◆ **Consigne**:
Donnez la suite de l'extrait ci-dessous sur les enfants et les jeunes au Cameroun, en reprenant après sa dernière phrase.
##### Extrait #####
Les travaux d'analyse des données du Troisième Recensement Démographique ont permis de faire la lumière sur la situation sociale et économique des enfants et des jeunes à travers la production d'un certain nombre d'indicateurs pertinents relatifs au profil démographique de chacune des populations en question, et aux principaux défis socioéconomiques se rapportant à leurs conditions de vie. Les principaux résultats sont les suivants :
Sur un effectif total de 17.463.836 habitants que compte le Cameroun en 2005, l'on dénombre 7.618.357 enfants âgés de moins de 15 ans dont 3.870.707 garçons et 3.747.650 filles, soit un indice de jeunesse1 de l'ordre de 43,6% au niveau national, dont 39,2% pour le milieu urbain et 47,8% pour le milieu rural. La population des jeunes âgés de 15 à 24 ans est constituée de 1.731.567 garçons et de 1.875.129 filles, soit 3.606.696 individus représentant 20,7% de la population totale. Autrement dit, sur l'ensemble de la population camerounaise, au moins 1 personne sur 5 est jeune. D'après ces statistiques, il s'agit d'une population jeune à prédominance rurale, aux besoins multiples et variés en raison des spécificités des différents groupes qui la composent.
1 L'indice de jeunesse indique la proportion des enfants âgés de moins de 15 ans au sein d'une population donnée.
Par rapport aux enfants, l'amélioration de l'état de leur droit à l'éducation exige des efforts supplémentaires car au Cameroun, 1 enfant d'âge scolaire obligatoire sur 4 ne va pas à l'école en 2005. Au niveau national, le taux de scolarisation des enfants d'âge scolaire obligatoire se situe à 75,1% dont 84,0% pour le milieu urbain et 67,9% pour le milieu rural. L'analyse différentielle de la scolarisation a également viii
permis de mettre en relief des disparités frappantes liées à l'influence persistante du milieu de résidence et de certaines caractéristiques sociodémographiques et culturelles sur l'éducation des enfants. Les résultats du 3ème RGPH ont montré ainsi que : la fréquentation scolaire est plus faible dans les campagnes que dans les villes ; quels que soient la région ou le milieu de résidence, les garçons sont plus avantagés que les filles en matière de scolarisation ; la pauvreté se révèle comme l'un des obstacles majeurs à l'éducation, plus particulièrement dans les régions septentrionales où les taux de scolarisation des enfants d'âge scolaire obligatoire se trouvent à leur plus faible niveau. Bien que formellement interdit, le travail des enfants demeure une réalité préoccupante. Environ 7,0% d'enfants d'âge scolaire sont en activité dont plus de 95,0% exercent dans le secteur agricole. Les résultats du 3ème RGPH ont également révélé l'ampleur des risques environnementaux auxquels sont exposés les enfants. A l'instar de l'ensemble de la population, l'accès à l'approvisionnement en eau salubre pour les enfants âgés de moins de 5 ans demeure un défi à relever. En effet, les dangers environnementaux (pollution de l'air à l'intérieur des habitations, contamination de l'eau, absence de système d'assainissement adéquat, etc.) mis en évidence à travers la présente étude constituent une menace permanente pour la santé des populations, et celle des enfants particulièrement.
##### Matériel #####
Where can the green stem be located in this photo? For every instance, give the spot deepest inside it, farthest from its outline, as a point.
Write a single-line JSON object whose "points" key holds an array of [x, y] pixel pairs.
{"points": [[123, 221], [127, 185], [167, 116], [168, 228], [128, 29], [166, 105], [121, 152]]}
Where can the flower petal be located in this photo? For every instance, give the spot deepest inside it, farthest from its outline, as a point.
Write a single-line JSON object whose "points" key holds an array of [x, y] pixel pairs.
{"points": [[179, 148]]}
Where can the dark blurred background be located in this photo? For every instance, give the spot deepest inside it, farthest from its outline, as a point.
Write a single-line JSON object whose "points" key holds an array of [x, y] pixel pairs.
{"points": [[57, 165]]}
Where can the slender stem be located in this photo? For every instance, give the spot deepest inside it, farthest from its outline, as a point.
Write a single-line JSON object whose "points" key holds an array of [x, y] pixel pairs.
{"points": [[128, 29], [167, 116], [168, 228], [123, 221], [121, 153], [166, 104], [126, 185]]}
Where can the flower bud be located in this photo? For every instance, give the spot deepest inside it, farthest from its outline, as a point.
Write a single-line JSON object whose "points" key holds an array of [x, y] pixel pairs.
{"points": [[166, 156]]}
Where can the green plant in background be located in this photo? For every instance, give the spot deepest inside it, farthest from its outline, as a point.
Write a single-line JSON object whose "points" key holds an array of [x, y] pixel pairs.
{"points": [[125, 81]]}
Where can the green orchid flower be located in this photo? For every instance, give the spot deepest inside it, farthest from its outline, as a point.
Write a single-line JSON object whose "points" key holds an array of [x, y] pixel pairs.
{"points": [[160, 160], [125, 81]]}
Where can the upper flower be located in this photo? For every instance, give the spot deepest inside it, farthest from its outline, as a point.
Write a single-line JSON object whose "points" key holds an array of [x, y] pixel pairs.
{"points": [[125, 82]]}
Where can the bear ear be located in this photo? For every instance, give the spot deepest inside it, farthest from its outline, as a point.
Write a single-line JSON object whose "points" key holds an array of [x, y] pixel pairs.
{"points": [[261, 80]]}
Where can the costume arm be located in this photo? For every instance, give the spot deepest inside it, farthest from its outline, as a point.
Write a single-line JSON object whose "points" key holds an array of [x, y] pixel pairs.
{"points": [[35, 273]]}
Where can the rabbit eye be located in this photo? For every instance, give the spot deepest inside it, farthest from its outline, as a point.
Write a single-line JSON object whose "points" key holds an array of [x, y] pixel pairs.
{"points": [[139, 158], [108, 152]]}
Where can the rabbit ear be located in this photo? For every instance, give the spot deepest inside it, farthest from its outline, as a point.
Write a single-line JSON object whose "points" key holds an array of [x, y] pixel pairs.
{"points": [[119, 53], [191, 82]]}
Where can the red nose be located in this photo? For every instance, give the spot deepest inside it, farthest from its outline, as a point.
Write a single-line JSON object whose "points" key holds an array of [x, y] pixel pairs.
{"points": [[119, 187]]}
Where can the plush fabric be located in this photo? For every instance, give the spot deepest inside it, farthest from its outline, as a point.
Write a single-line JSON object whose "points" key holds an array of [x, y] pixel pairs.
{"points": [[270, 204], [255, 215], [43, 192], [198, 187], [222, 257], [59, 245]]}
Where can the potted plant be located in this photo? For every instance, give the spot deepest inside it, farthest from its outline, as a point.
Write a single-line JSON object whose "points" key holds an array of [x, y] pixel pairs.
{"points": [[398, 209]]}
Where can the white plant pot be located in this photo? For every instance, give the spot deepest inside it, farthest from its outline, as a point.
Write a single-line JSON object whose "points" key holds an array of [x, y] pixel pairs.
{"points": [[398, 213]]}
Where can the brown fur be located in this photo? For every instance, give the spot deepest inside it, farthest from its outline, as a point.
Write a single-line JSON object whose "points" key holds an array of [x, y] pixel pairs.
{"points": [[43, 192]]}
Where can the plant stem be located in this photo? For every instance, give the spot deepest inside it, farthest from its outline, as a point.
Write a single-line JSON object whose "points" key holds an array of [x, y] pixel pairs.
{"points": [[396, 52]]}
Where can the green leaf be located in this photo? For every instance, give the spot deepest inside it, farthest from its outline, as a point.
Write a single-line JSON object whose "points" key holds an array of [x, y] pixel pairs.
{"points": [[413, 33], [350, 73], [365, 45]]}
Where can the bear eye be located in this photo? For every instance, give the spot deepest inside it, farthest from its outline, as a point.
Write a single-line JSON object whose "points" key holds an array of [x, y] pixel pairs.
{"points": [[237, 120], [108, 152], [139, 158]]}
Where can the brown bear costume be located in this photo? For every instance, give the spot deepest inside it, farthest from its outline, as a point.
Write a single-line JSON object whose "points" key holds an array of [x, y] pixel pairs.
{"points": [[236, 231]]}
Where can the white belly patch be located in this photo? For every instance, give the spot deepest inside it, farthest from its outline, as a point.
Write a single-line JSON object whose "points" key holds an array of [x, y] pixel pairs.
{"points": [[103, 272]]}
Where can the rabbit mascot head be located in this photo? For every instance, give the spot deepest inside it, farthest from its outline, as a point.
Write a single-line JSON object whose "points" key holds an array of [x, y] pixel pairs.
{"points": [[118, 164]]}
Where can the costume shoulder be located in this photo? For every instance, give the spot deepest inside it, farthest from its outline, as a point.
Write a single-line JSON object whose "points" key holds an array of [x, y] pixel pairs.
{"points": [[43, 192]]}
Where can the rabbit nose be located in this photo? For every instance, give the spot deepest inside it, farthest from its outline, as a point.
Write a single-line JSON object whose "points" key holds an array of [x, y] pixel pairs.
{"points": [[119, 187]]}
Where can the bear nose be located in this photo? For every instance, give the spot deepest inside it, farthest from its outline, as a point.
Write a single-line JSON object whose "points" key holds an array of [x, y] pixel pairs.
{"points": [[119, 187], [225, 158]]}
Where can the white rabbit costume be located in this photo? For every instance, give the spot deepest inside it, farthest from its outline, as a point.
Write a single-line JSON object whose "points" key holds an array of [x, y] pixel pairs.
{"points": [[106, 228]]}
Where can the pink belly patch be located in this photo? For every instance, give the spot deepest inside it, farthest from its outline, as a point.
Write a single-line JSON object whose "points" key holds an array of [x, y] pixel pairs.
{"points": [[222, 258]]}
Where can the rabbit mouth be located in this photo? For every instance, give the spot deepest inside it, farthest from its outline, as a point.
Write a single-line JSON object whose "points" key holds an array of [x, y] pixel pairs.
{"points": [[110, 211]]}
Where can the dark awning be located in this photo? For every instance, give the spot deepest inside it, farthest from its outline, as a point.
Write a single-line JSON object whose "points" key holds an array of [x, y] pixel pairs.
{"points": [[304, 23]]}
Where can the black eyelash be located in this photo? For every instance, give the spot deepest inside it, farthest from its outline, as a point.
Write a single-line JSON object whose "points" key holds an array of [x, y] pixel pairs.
#####
◆ **Résultat**:
En ce qui concerne la jeunesse camerounaise, les résultats montrent que les conditions de vie de cette catégorie nécessitent des efforts supplémentaires d'amélioration du fait de leur vulnérabilité. Près de 15,0% des jeunes sont restés en marge du système éducatif, d'où leur faible niveau d'instruction qui, dans l'ensemble, reste relativement faible. Une personne sur cinq dans cette catégorie est sans niveau d'instruction et 1 personne sur 10 seulement a atteint le niveau de l'enseignement supérieur. L'alphabétisation des jeunes, qui est le reflet de leur scolarisation, reste à la traîne. Au niveau national, leur taux d'alphabétisation en langues officielles qui est de 79,3% présente de grandes disparités par rapport au sexe et au milieu de résidence. Dans les villes et les campagnes, ils sont respectivement de 91,9% et 62,5% alors que par rapport au sexe, l'écart est de 8,0 points en faveur de la gent masculine de cette population. Par ailleurs, une bonne partie de la jeunesse est en butte au chômage avec un taux s'élevant à 39,3% dont 57,9% pour les jeunes urbains et 20,1% pour les jeunes ruraux. Ceci serait la conséquence évidente de la rareté d'opportunités d'emplois dont le taux est passé de 36,0% à 23,8% entre 1987 et 2005. Dans un tel contexte, le chômage et le sous-emploi des jeunes, se traduisant également par leur forte concentration dans l'économie informelle, constituent les principaux défis au travail décent fortement recommandé par le Bureau International du Travail (BIT) et l'Organisation Internationale de Travail (OIT).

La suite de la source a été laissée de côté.